### INSTRUCTIONS
1. In the immigrant labor passage, how large was the U.S. immigrant population in January 2025?
2. Retype the portion of the immigrant labor passage that begins with the words "A new report" and ends with "since the 1960s.".

____ EXCERPT PROVIDED

A new report from The Mendoza Law Firm on immigrant labor dependence finds that immigrants are not only concentrated in hands-on operational sectors, but are also deeply embedded in high-skill and knowledge-driven work, from healthcare and engineering to IT and business services, making immigration trends a central factor in America’s long-term competitiveness.
The findings arrive amid a historic demographic shift. Pew Research Center analysis of Census Bureau data shows that the U.S. immigrant population reached a record 53.3 million in January 2025, before declining to about 51.9 million by June 2025, the first sustained drop since the 1960s.
“This study challenges the lazy myth that immigrant work fits into just one box,” said a spokesperson with the firm. “Immigrants keep the lights on and the supply chain moving, and they also fill specialized roles that power innovation, research, and patient care.”

________
____ DATA FOR REVIEW

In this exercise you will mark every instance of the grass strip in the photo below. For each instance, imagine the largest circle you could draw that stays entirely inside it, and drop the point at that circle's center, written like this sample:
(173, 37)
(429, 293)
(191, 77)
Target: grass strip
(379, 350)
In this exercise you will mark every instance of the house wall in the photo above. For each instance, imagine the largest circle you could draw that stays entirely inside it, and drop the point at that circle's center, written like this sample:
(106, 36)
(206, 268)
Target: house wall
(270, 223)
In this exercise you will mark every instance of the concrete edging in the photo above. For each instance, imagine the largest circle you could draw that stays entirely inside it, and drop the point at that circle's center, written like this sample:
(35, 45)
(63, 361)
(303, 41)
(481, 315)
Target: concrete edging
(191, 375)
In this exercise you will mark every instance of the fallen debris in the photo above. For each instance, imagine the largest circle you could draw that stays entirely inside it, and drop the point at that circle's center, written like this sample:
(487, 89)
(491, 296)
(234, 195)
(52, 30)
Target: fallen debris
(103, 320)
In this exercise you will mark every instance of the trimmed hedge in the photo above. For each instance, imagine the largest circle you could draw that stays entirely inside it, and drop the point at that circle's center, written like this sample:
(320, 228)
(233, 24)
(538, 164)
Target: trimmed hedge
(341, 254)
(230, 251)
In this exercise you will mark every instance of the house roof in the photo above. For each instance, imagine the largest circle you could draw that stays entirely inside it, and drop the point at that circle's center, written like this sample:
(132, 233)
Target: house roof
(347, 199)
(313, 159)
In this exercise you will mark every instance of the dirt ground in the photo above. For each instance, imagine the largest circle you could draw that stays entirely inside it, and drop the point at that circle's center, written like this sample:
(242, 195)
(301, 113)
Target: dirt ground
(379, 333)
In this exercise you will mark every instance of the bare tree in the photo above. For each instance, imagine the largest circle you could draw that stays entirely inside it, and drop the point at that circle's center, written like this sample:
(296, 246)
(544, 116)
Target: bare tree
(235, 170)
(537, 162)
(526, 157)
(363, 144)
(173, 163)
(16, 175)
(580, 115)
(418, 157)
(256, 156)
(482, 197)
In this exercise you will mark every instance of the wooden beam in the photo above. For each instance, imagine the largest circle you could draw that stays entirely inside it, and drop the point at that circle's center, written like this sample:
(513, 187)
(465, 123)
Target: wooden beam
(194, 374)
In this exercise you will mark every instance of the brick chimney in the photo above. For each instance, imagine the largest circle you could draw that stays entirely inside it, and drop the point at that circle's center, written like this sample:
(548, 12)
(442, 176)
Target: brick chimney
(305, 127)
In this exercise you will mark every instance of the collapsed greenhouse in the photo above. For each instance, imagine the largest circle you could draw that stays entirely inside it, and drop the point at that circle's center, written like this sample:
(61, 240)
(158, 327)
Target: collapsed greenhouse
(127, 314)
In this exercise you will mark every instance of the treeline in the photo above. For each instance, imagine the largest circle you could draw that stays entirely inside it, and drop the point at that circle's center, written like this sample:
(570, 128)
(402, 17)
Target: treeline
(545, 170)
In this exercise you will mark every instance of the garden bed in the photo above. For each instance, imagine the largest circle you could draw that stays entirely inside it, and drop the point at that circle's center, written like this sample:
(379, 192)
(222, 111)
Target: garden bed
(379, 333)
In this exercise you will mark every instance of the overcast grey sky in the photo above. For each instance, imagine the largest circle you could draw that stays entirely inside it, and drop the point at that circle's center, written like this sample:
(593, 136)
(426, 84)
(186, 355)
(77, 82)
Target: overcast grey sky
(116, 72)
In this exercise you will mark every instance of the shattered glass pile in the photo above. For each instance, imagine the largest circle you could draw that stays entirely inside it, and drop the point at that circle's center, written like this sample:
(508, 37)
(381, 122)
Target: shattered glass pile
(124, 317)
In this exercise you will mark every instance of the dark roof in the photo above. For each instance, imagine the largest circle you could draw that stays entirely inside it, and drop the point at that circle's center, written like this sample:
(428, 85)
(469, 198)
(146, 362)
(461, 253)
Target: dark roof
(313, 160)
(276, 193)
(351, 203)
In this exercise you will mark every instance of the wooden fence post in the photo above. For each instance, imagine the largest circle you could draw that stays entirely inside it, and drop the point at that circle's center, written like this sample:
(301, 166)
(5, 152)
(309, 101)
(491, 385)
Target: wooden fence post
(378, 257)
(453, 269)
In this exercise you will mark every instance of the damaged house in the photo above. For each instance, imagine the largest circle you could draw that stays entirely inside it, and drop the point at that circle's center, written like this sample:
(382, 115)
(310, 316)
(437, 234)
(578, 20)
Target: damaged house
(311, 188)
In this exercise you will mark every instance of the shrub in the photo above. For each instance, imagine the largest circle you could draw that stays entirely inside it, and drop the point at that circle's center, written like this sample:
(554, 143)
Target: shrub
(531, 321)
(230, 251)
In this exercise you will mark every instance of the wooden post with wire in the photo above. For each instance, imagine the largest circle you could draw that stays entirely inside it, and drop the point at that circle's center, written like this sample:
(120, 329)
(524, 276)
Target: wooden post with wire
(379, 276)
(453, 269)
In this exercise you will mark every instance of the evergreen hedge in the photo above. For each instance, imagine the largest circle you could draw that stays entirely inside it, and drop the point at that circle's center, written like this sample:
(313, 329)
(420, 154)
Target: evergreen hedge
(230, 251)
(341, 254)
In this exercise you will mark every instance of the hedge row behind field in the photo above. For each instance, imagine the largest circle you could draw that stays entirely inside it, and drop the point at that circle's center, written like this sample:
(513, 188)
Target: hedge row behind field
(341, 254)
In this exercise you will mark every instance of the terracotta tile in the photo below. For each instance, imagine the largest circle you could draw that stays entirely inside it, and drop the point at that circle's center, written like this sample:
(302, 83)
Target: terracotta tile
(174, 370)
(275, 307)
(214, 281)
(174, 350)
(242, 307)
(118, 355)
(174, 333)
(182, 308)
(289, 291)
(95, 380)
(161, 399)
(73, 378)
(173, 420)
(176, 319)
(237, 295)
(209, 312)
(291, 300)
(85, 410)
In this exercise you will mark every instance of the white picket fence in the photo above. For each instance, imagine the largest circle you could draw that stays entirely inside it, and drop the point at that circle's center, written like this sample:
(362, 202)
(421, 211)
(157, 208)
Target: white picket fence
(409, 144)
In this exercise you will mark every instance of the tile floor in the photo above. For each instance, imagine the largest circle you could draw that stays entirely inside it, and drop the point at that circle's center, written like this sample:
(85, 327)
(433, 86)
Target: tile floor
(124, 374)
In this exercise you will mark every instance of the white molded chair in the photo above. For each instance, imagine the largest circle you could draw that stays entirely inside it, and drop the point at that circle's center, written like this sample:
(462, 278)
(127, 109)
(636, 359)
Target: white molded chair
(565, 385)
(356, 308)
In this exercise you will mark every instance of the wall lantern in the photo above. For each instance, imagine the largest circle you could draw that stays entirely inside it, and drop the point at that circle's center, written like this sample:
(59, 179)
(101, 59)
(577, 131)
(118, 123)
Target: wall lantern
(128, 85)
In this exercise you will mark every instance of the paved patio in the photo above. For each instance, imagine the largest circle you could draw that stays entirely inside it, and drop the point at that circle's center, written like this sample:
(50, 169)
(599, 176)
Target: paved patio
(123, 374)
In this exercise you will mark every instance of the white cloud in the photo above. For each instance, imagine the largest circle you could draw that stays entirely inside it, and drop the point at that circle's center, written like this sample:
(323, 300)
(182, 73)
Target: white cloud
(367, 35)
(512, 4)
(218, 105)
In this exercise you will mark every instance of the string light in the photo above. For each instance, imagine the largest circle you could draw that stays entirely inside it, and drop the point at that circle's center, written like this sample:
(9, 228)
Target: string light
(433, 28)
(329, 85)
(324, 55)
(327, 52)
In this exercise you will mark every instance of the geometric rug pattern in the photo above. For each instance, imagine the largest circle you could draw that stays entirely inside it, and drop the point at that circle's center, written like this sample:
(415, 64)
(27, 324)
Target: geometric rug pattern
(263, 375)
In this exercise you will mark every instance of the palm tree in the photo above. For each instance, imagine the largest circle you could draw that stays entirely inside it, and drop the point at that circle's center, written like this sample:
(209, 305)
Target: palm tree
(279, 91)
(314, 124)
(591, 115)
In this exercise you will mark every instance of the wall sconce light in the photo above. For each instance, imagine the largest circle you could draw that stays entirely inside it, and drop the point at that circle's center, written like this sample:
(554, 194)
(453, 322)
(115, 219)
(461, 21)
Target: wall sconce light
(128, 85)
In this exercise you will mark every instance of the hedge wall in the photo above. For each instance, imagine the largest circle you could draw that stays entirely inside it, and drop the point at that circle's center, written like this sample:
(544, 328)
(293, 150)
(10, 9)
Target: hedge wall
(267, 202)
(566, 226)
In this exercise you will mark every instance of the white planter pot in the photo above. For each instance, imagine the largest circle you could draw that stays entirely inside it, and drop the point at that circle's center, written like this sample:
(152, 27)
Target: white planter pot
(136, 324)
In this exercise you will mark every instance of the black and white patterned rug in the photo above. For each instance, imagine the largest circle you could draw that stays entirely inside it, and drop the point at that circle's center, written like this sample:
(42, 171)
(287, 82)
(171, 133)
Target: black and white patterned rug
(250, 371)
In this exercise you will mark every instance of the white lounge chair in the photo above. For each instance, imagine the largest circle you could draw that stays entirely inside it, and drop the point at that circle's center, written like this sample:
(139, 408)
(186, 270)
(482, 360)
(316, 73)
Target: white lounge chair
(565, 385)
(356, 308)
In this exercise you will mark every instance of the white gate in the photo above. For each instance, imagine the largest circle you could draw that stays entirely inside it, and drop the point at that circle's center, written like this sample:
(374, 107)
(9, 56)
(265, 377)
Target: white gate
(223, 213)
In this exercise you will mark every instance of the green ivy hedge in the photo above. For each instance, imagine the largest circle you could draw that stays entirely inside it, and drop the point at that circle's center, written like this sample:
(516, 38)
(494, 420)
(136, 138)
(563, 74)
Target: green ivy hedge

________

### TASK RESULTS
1. A record 53.3 million.

2.
A new report from The Mendoza Law Firm on immigrant labor dependence finds that immigrants are not only concentrated in hands-on operational sectors, but are also deeply embedded in high-skill and knowledge-driven work, from healthcare and engineering to IT and business services, making immigration trends a central factor in America’s long-term competitiveness.
The findings arrive amid a historic demographic shift. Pew Research Center analysis of Census Bureau data shows that the U.S. immigrant population reached a record 53.3 million in January 2025, before declining to about 51.9 million by June 2025, the first sustained drop since the 1960s.